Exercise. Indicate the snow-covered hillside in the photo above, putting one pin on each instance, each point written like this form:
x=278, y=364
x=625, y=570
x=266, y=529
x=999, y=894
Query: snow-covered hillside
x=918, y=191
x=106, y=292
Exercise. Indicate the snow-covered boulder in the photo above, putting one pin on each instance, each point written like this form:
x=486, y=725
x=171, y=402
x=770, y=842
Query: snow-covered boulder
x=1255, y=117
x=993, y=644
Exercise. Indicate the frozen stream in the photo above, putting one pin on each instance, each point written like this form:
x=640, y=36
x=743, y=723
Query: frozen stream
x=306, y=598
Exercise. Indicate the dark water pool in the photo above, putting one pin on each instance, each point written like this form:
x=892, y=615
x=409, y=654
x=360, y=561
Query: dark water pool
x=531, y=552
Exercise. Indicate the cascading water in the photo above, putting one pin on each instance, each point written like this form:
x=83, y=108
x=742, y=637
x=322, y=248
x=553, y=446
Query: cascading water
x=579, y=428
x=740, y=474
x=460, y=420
...
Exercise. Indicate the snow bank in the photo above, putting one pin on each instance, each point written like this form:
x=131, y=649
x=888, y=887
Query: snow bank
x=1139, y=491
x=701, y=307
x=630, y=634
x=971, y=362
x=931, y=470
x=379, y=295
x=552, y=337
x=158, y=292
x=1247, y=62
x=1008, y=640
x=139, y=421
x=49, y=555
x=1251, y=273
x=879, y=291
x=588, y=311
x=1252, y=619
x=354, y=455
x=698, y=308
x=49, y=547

:: WHAT THIS TASK INVOLVES ::
In which lines of the material above does the string "Indicate" occur? Copy them all.

:: FINISHED EXERCISE ::
Exercise. Indicate the snow-covered hillside in the photo above, putting one pin on each instance, each point written like this form:
Exercise. Indicate the snow-covered boulder in the photo above, putting one pin on each instance, each point written like this form:
Exercise. Indicate the frozen stream in the photo above, putting one pin on each instance, each point written like this form:
Exercise. Indicate the dark water pool in the photo above, putting one pin on each instance, each point written like this form:
Exercise. Indicate the cascading water in the photo above, putting one pin on each instance, each point written like this form:
Exercise. Indicate the snow bank in the photo above, putting one pin on each instance, each point written like this form:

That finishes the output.